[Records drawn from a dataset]
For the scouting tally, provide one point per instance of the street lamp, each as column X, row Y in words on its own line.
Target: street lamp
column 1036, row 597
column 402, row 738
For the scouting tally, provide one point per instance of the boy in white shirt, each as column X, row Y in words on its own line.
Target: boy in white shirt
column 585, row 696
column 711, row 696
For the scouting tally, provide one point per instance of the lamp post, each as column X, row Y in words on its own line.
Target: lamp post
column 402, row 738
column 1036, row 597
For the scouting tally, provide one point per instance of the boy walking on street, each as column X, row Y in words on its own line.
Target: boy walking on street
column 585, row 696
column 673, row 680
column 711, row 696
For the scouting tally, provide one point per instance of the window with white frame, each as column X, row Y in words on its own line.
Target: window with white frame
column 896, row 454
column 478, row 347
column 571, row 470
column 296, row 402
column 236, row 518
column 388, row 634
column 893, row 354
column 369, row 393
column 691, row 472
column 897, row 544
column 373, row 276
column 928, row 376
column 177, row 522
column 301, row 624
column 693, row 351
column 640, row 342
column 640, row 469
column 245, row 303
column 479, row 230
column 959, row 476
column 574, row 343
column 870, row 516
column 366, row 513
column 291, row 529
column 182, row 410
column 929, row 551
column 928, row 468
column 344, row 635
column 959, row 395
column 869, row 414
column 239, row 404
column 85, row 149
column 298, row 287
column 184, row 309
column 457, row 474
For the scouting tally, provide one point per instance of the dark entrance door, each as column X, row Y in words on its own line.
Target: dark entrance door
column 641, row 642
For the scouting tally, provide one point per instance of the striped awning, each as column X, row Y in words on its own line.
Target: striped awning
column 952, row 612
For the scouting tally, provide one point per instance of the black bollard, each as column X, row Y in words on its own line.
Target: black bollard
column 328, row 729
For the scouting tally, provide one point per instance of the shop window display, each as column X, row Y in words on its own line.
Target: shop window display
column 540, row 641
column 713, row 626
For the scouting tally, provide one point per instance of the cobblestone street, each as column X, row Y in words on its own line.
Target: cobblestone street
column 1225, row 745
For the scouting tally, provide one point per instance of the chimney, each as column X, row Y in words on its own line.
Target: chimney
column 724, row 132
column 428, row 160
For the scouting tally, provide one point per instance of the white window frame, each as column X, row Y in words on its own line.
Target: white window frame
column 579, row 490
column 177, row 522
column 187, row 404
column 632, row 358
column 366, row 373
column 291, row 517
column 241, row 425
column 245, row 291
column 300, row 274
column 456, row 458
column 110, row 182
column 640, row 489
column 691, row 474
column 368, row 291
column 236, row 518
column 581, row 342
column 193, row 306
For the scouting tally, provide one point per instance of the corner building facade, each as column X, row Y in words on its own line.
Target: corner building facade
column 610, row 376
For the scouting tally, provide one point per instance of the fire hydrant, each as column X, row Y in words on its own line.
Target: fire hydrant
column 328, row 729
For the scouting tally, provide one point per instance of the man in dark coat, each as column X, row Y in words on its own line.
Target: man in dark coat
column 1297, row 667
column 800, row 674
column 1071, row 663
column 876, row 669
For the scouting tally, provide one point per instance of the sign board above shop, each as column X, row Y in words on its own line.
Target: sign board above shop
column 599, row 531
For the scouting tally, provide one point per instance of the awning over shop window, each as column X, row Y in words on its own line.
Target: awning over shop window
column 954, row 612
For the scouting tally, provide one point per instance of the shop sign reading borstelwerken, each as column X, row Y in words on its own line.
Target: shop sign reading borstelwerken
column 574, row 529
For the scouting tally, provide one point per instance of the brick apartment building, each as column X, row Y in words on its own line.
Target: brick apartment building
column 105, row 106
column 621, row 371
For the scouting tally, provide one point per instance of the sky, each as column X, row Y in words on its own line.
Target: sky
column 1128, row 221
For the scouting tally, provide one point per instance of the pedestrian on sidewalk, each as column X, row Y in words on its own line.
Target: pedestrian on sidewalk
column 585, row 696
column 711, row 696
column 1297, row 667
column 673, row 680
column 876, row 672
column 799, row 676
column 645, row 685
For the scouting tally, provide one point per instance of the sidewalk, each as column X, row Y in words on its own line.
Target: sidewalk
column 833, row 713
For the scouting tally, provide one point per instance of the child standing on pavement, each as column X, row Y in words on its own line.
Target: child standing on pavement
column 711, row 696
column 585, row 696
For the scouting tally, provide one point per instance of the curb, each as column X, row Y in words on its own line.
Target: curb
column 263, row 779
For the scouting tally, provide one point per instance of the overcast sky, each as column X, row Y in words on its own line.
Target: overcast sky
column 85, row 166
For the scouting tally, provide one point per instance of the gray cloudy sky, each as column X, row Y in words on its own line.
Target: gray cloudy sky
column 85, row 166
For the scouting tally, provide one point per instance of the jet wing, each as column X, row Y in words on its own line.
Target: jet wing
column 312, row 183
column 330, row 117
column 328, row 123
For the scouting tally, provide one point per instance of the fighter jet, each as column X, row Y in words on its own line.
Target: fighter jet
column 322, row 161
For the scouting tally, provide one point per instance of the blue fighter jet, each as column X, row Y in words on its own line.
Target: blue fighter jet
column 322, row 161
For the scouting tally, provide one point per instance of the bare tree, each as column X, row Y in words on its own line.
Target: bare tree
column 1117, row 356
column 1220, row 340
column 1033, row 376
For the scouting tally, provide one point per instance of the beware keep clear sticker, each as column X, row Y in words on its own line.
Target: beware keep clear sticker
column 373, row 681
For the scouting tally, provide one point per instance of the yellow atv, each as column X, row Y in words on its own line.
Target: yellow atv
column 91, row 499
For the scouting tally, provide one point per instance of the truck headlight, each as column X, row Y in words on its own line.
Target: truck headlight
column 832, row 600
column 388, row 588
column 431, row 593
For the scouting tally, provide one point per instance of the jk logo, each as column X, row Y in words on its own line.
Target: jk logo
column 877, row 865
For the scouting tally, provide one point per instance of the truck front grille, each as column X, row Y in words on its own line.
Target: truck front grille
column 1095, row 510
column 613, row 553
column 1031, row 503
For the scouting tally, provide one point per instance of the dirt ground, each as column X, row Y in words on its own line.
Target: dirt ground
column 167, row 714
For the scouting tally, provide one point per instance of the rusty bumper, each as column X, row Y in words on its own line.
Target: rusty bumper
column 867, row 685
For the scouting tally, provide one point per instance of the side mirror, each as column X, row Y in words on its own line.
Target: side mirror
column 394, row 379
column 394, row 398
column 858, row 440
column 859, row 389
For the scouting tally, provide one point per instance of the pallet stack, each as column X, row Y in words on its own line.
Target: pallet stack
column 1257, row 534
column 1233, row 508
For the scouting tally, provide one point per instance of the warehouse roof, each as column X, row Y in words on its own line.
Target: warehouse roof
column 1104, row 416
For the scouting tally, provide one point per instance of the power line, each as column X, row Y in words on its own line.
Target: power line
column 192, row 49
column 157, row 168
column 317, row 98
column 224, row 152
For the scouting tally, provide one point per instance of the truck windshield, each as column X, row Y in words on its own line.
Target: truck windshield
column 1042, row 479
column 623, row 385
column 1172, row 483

> WHAT THIS TASK INVOLVES
Retype the entries above exactly as they appear.

> SOLUTION TO THE PROBLEM
For the scouting tally, provide one point per instance of the street lamp, each as column X, row Y in words on its own line.
Target: street lamp
column 1036, row 597
column 402, row 738
For the scouting tally, provide one point per instance of the boy in white shirt, each as column X, row Y in words on its own line.
Target: boy in white shirt
column 585, row 696
column 711, row 696
For the scouting tally, provide one point per instance of the lamp post, each as column X, row Y in words on its own line.
Target: lamp post
column 402, row 738
column 1036, row 597
For the scouting tally, provide one point per instance of the boy walking on street, each as column X, row Y in words on its own line.
Target: boy walking on street
column 585, row 696
column 673, row 680
column 711, row 696
For the scouting tally, provide one point per instance of the window with white frame, each as column X, row Y in words on its own line.
Target: window with white frame
column 896, row 454
column 478, row 347
column 571, row 470
column 296, row 402
column 236, row 518
column 388, row 634
column 893, row 354
column 369, row 393
column 691, row 472
column 897, row 544
column 373, row 276
column 928, row 376
column 177, row 522
column 301, row 624
column 693, row 351
column 640, row 342
column 640, row 469
column 245, row 303
column 479, row 230
column 959, row 476
column 574, row 343
column 870, row 516
column 366, row 513
column 291, row 529
column 182, row 410
column 929, row 551
column 928, row 468
column 344, row 635
column 959, row 395
column 869, row 414
column 239, row 404
column 85, row 149
column 298, row 287
column 184, row 309
column 457, row 474
For the scouting tally, provide one point per instance of the dark entrance door, each as column X, row Y in words on its own line.
Target: dark entrance door
column 641, row 642
For the scouting tally, provide one point per instance of the striped awning, each as column X, row Y in words on its own line.
Target: striped awning
column 952, row 612
For the scouting tally, provide one point per instance of the black bollard, each as column X, row Y in words on its own line.
Target: black bollard
column 328, row 729
For the scouting tally, provide one point per instance of the shop window display, each as column X, row Y in words on its own line.
Target: shop window display
column 540, row 641
column 713, row 626
For the scouting tally, provide one point per instance of the cobblestone street, each as column X, row Y in words on its own line.
Target: cobblestone street
column 1225, row 745
For the scouting tally, provide one point per instance of the chimney, each as column X, row Y in words on its own line.
Target: chimney
column 724, row 132
column 428, row 160
For the scouting tally, provide one point per instance of the white window frame, each as column X, row Y in words on its own line.
Target: white window frame
column 579, row 490
column 177, row 522
column 187, row 404
column 632, row 358
column 366, row 373
column 291, row 517
column 241, row 425
column 245, row 291
column 300, row 274
column 456, row 458
column 110, row 182
column 640, row 489
column 691, row 474
column 368, row 291
column 236, row 518
column 581, row 342
column 193, row 306
For the scouting tally, provide one point per instance of the corner building facade, each as column X, row Y in words on its own line.
Target: corner building facade
column 610, row 376
For the scouting tally, provide one point per instance of the fire hydrant, each as column X, row Y in words on its own line.
Target: fire hydrant
column 328, row 729
For the scouting tally, provide one point per instance of the man in dark coat, each as column X, row Y in words on its own line.
Target: man in dark coat
column 1297, row 667
column 800, row 674
column 1071, row 663
column 876, row 669
For the scouting tally, provide one point per instance of the sign board above shop, each as column X, row Y in words on its own line.
Target: sign board above shop
column 599, row 531
For the scouting tally, provide one point per instance of the awning over shop window, each as column X, row Y in words on its own line.
Target: awning over shop window
column 954, row 612
For the scouting tally, provide one point per instance of the shop sign reading borstelwerken, each as column X, row Y in words on its own line.
Target: shop sign reading borstelwerken
column 574, row 529
For the scouting tally, provide one point per instance of the brick apartment building, each as column X, row Y in words on its own line.
Target: brick apartment building
column 105, row 106
column 621, row 371
For the scouting tally, provide one point per instance of the sky, each as column X, row Y in words on its own line.
Target: sky
column 1128, row 221
For the scouting tally, provide one point per instance of the pedestrian on sidewalk, each as column X, row Y in words on its own line.
Target: pedestrian on sidewalk
column 585, row 696
column 711, row 696
column 1297, row 667
column 673, row 680
column 876, row 672
column 799, row 676
column 645, row 685
For the scouting tally, provide one point per instance of the sidewalk, each as column X, row Y in words on its own line.
Target: sidewalk
column 833, row 713
For the scouting tally, provide one point per instance of the child standing on pavement, each as column X, row Y in words on its own line.
Target: child standing on pavement
column 711, row 696
column 585, row 696
For the scouting tally, provide one point per instance of the curb, each as column X, row Y in words on its own line.
Target: curb
column 263, row 779
For the scouting tally, provide one point per instance of the overcast sky, each as column X, row Y in words on its own line.
Target: overcast sky
column 85, row 166
For the scouting tally, provide one point per instance of the gray cloudy sky, each as column X, row Y in words on its own line.
Target: gray cloudy sky
column 85, row 166
For the scouting tally, provide one point per instance of the jet wing, each as column X, row Y in words on its own line.
Target: jet wing
column 312, row 183
column 330, row 117
column 328, row 123
For the scouting tally, provide one point per instance of the fighter jet, each as column X, row Y in words on its own line.
Target: fighter jet
column 322, row 161
For the scouting tally, provide one point per instance of the blue fighter jet, each as column X, row Y in words on its own line.
Target: blue fighter jet
column 322, row 161
For the scouting tally, provide one point per instance of the bare tree, each as column X, row Y in words on its own line.
Target: bare tree
column 1117, row 356
column 1220, row 340
column 1033, row 376
For the scouting tally, provide one point per instance of the beware keep clear sticker, each as column X, row Y in words on its own line.
Target: beware keep clear sticker
column 373, row 681
For the scouting tally, provide one point per instance of the yellow atv, each as column X, row Y in words on its own line.
Target: yellow atv
column 91, row 499
For the scouting tally, provide one point per instance of the truck headlight, each as column X, row Y in words on its own line.
Target: truck headlight
column 832, row 600
column 388, row 588
column 431, row 593
For the scouting tally, provide one point per instance of the jk logo, each as column X, row Y in words on its own line.
Target: jk logo
column 877, row 865
For the scouting tally, provide one point per instance of the truck front grille, each as column X, row Y in words on its own line.
Target: truck front grille
column 1095, row 510
column 613, row 553
column 1031, row 503
For the scouting tally, provide one point per instance of the dirt ground, each as column X, row Y in words on its own line.
Target: dirt ground
column 167, row 714
For the scouting tally, provide one point per instance of the rusty bumper, each as column X, row Y in words on its own line.
Target: rusty bumper
column 867, row 685
For the scouting tally, provide one point per instance of the side mirror, each as column X, row Y in words on its own line.
Target: side mirror
column 394, row 379
column 394, row 398
column 858, row 440
column 859, row 389
For the scouting tally, provide one point per instance of the pallet stack, each as column X, row Y in words on its own line.
Target: pallet stack
column 1257, row 534
column 1233, row 508
For the scouting tally, provide one point per instance of the warehouse roof, each as column X, row Y in words on its own line.
Target: warehouse roof
column 1104, row 416
For the scouting tally, provide one point per instance of the power line, each as column X, row Y in words on its own line.
Target: power line
column 192, row 49
column 157, row 168
column 317, row 98
column 224, row 152
For the scouting tally, provide one point per instance of the truck windshield, each as column X, row Y in words on its own line.
Target: truck windshield
column 1042, row 479
column 623, row 385
column 1172, row 483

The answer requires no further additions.